--- Data supplied ---

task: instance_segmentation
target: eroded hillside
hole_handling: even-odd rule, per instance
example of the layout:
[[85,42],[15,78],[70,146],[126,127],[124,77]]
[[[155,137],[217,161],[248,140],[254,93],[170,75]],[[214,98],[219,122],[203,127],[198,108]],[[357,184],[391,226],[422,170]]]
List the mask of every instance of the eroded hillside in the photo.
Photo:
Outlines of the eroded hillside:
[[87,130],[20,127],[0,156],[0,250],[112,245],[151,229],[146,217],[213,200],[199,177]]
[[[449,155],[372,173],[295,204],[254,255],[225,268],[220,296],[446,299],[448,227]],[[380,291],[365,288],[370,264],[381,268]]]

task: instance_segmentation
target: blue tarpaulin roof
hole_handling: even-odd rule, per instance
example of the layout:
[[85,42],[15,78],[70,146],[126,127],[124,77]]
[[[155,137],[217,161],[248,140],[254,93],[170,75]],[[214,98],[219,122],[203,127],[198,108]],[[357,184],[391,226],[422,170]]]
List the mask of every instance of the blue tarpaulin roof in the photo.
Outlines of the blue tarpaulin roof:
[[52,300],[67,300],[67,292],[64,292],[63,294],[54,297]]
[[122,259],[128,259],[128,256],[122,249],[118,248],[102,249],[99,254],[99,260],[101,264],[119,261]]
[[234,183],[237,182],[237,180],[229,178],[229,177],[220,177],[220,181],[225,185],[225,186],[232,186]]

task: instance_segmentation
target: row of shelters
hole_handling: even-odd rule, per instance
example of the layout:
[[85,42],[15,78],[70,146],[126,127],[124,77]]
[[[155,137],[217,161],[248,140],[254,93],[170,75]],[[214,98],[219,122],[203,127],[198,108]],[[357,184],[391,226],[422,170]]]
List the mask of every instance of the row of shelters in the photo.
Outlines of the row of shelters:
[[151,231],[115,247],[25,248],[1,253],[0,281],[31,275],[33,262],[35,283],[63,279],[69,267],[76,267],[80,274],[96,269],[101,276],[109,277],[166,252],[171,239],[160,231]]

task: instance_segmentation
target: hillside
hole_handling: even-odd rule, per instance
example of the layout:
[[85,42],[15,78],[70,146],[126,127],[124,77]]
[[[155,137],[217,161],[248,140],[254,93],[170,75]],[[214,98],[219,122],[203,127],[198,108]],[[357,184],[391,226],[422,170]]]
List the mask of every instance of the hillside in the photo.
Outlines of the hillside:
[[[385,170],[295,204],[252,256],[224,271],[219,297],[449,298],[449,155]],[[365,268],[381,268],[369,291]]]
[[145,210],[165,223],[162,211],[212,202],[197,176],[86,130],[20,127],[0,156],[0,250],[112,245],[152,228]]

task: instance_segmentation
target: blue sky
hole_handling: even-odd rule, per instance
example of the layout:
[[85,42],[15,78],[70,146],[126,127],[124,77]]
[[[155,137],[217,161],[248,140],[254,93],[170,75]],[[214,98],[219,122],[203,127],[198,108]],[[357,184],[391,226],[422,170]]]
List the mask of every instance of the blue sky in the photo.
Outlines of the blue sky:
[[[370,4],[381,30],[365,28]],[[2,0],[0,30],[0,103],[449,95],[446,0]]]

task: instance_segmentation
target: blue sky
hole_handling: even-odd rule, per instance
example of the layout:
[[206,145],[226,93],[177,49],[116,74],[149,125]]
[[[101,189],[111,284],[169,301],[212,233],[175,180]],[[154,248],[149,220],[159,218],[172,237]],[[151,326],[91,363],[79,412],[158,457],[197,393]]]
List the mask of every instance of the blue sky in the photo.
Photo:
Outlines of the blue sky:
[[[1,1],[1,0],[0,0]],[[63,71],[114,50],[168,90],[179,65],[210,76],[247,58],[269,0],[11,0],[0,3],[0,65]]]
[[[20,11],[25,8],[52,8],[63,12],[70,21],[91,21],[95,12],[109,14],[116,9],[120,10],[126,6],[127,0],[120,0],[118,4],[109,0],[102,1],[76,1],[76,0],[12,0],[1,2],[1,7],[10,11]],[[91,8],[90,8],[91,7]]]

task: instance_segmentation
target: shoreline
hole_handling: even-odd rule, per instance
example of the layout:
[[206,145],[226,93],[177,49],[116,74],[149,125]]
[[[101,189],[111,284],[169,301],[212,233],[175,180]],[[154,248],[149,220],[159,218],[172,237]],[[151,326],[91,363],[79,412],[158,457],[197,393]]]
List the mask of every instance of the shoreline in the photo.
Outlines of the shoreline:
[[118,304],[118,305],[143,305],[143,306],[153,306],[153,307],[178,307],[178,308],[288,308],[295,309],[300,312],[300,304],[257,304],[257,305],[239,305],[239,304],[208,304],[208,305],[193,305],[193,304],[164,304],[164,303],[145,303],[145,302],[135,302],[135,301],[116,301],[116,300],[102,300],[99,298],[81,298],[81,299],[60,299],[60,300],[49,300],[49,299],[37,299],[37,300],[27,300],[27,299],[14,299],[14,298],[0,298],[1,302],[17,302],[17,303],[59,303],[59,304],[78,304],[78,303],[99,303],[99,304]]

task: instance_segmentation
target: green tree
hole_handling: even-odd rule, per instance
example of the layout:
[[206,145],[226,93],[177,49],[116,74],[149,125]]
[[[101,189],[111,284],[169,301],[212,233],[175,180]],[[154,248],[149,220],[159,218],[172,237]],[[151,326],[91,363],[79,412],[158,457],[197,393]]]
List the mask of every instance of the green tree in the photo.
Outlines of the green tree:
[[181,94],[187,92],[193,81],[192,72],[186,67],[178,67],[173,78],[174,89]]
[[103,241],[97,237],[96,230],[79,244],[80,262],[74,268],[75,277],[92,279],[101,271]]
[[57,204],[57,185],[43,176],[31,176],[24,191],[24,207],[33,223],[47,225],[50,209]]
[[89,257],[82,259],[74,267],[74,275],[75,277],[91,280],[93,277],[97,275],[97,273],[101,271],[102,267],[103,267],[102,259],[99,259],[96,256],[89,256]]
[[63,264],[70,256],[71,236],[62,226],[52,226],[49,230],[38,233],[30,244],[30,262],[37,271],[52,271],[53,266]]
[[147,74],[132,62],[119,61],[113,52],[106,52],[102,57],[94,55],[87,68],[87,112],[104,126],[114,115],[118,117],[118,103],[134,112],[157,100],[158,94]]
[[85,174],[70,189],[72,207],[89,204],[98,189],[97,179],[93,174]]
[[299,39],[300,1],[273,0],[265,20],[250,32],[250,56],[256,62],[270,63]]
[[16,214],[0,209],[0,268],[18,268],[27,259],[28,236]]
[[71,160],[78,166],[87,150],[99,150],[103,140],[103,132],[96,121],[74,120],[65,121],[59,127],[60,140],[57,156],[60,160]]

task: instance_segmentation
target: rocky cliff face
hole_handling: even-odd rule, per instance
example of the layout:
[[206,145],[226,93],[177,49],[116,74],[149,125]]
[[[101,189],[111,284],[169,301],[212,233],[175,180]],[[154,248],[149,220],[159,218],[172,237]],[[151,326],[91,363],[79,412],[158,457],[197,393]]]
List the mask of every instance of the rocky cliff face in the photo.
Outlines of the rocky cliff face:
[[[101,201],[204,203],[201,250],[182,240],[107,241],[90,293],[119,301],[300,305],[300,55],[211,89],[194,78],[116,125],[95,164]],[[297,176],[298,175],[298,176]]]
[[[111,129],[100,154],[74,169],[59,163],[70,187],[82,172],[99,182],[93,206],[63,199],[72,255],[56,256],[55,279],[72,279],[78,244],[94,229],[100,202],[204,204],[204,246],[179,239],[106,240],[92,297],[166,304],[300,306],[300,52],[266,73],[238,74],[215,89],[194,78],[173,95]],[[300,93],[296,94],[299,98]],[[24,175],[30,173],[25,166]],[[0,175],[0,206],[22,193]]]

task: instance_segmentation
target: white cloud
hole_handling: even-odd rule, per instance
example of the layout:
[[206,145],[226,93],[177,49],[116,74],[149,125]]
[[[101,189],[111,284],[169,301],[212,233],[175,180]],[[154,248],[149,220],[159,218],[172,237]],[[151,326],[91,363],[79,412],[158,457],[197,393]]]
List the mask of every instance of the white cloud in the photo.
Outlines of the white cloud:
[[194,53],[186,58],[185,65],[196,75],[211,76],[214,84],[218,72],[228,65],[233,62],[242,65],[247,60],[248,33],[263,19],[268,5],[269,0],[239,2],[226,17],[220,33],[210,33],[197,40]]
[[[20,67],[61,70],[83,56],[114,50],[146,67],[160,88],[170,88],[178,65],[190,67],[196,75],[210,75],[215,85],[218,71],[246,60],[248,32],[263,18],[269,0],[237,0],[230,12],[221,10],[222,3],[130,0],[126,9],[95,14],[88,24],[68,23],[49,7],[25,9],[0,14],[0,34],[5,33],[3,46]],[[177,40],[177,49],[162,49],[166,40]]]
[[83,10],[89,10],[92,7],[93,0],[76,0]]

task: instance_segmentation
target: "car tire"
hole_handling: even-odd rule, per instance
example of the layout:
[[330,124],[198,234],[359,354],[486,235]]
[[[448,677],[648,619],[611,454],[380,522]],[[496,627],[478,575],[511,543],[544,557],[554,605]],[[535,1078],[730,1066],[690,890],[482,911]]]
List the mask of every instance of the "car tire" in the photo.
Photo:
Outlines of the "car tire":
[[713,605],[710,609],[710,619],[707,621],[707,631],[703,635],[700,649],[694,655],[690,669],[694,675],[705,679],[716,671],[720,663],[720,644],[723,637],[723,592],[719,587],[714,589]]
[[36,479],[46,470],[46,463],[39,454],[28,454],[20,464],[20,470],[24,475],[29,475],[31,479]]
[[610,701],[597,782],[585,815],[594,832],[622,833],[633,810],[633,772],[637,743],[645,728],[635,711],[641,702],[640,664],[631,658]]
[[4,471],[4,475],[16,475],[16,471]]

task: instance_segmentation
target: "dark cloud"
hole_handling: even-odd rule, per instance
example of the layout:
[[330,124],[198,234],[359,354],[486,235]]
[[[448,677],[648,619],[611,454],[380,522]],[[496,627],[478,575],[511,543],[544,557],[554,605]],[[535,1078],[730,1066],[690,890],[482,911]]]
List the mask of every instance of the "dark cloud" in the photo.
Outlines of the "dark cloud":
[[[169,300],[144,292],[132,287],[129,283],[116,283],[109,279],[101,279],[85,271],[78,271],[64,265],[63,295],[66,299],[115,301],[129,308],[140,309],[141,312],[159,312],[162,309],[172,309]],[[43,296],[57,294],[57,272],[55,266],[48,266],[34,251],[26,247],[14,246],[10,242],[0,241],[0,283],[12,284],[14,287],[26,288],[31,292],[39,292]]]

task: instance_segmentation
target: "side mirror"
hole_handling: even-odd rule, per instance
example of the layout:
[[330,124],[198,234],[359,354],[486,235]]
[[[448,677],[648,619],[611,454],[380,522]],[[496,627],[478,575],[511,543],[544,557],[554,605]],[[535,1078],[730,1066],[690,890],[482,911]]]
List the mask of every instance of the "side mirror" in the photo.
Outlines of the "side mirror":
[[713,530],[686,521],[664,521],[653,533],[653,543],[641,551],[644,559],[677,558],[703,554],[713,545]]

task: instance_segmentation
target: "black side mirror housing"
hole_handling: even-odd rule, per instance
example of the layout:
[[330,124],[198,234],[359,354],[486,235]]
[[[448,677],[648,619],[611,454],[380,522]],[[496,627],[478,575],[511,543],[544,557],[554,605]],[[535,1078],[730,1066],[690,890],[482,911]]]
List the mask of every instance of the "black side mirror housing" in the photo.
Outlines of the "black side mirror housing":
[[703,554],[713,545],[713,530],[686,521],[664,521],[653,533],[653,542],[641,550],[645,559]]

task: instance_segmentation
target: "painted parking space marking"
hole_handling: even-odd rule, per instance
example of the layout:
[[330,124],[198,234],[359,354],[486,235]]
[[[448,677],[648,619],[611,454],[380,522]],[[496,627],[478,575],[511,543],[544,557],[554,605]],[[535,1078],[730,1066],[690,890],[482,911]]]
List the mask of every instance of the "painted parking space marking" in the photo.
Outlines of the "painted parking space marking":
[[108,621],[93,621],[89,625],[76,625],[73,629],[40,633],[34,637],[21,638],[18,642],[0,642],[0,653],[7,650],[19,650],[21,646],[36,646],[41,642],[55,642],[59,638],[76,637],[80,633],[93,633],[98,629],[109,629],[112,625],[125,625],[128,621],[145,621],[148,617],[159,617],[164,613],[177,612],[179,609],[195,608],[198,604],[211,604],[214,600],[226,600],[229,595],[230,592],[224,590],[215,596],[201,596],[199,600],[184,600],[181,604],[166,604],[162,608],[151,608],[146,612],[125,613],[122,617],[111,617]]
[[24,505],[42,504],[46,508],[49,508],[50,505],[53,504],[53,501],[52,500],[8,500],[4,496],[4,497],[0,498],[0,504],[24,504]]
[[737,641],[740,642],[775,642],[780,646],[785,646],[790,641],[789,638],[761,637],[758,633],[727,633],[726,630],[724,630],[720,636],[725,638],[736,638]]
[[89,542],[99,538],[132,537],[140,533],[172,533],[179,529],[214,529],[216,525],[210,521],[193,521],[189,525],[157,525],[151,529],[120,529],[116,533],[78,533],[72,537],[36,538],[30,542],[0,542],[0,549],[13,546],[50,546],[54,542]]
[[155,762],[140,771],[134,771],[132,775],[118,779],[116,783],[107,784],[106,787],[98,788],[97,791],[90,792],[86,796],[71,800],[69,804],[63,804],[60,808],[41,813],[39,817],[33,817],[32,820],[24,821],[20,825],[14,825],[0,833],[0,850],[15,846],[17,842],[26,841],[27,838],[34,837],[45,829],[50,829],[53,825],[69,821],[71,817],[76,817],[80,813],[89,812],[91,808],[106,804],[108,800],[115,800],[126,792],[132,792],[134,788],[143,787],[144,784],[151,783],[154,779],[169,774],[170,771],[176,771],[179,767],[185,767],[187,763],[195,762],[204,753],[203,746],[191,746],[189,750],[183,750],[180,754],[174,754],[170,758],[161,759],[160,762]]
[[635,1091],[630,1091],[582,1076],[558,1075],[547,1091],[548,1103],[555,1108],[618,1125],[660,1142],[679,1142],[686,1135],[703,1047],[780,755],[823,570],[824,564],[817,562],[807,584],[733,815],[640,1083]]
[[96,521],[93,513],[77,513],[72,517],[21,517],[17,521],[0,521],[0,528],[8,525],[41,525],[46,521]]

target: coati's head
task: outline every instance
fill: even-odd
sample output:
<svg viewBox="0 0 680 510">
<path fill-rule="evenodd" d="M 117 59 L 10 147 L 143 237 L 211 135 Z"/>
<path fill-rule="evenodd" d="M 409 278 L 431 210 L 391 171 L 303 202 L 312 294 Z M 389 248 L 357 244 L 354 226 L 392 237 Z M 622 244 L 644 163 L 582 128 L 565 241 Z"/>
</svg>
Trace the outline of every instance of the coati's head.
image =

---

• **Goal of the exercise**: Would you please copy each line of the listing that contains the word "coati"?

• **Task solution**:
target: coati's head
Trace the outline of every instance of the coati's head.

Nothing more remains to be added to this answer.